### Page extract

- - - -

In general, part of the wave packet is transmitted --- it tunnels through
the barrier.
This part of the wave function can also be described in phase
space by noting that after the particle arrives at
$(-a,p)$ on the left
it instantaneously jumps to $(+a, p)$
on the right and continues out
along the $p>0, x>0$ branch ({\it cf.} Ref.~\refmark{\francis}).
That is, the transmitted packet emerges at the right-hand turning point
at $t=0$, just as the incident packet hits, and its peak follows the
classical trajectory along the right-hand branch.

How does the jump take place?
In phase space the particle simply continues along its classical curve
$p^2 = 2(E-V(x))$
where in order to get from one classical turning point ($x=-a$)
to the other ($x=+a$)
the momentum~$p$ becomes imaginary.
The tunneling factor of the time-independent wave function is
given by integrating $\exp(i\int p\,\D x)$ along this trajectory.
One can also describe
the tunneling in time-dependent language by saying that the particle evolves
in Euclidean time between the turning points.

Now we see how to generalize Polchinski's time-dependent
scattering-type solutions to tunneling.
The state is a collection of free particles inside the Fermi surface,
each moving along a classical trajectory.
If these particles tunnel --- time becoming Euclidean ---
eqs.~$\evolution$
 still describes a classical solution and stationary point of the action;
and the solution of highest symmetry is the minimum of the action.



\section{Evaluating the action}

To describe this instanton in more detail,
we introduce a symmetric disturbance, a surface
profile $a(\sigma) = a(-\sigma)$ where $1-a$ is peaked around $\sigma=0$
and is positive.
This is a bump on the static tachyon background.

- - - -

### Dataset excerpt
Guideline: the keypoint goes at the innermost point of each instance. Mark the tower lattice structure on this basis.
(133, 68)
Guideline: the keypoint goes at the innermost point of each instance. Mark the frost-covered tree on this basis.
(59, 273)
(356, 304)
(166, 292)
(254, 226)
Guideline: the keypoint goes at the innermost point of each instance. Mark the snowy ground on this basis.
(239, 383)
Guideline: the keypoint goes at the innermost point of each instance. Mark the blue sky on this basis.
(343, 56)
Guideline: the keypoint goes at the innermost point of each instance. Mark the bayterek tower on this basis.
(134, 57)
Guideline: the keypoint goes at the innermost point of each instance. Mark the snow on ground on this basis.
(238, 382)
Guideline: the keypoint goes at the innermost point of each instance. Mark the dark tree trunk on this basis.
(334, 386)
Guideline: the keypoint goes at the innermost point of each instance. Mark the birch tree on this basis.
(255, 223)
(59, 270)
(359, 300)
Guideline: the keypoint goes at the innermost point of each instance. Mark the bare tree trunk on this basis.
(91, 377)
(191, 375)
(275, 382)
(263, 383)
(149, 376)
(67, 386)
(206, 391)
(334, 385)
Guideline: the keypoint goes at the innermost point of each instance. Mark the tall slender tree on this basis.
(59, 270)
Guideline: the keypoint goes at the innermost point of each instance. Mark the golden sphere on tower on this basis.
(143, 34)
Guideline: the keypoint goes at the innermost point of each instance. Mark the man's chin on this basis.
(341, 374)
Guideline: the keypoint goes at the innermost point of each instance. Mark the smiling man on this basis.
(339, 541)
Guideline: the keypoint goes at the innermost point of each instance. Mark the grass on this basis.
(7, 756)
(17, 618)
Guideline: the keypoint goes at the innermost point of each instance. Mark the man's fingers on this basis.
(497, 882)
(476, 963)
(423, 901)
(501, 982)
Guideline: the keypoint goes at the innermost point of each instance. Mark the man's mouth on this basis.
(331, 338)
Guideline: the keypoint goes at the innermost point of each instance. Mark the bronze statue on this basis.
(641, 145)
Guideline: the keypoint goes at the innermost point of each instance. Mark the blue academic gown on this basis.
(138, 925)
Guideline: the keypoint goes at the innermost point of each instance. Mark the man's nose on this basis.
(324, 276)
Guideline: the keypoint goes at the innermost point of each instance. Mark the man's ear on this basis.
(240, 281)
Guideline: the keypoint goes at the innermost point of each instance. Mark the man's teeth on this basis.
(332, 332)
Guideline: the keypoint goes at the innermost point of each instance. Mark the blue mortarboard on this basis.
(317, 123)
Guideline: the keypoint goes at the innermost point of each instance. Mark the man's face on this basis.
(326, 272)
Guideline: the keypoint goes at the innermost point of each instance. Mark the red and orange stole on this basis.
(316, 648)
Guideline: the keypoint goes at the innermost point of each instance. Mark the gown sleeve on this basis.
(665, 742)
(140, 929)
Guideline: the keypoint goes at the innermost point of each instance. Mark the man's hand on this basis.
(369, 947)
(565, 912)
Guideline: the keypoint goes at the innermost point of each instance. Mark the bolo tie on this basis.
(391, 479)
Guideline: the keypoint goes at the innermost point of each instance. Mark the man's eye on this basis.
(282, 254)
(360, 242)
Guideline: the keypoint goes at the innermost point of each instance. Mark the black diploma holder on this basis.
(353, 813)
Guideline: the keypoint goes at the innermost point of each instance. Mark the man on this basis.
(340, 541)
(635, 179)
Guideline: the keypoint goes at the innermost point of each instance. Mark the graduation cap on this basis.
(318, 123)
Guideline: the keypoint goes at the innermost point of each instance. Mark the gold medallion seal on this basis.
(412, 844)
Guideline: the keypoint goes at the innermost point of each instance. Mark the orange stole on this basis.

- - - -

### Written problem 1
Write out everything in the tunneling passage from "If these particles" down to "static tachyon background.".
### Written problem 2
List the conditions that the tunneling passage places on the surface profile a(σ).
### Written problem 3
In the tunneling passage, what happens to the momentum p as the particle gets from one classical turning point to the other?
Rely only on the tunneling passage itself.

### Correct response 1
If these particles tunnel --- time becoming Euclidean ---
eqs.~$\evolution$
 still describes a classical solution and stationary point of the action;
and the solution of highest symmetry is the minimum of the action.



\section{Evaluating the action}

To describe this instanton in more detail,
we introduce a symmetric disturbance, a surface
profile $a(\sigma) = a(-\sigma)$ where $1-a$ is peaked around $\sigma=0$
and is positive.
This is a bump on the static tachyon background.

### Correct response 2
- a(σ) = a(−σ)
- 1 − a is peaked around σ = 0
- 1 − a is positive

### Correct response 3
The momentum p becomes imaginary.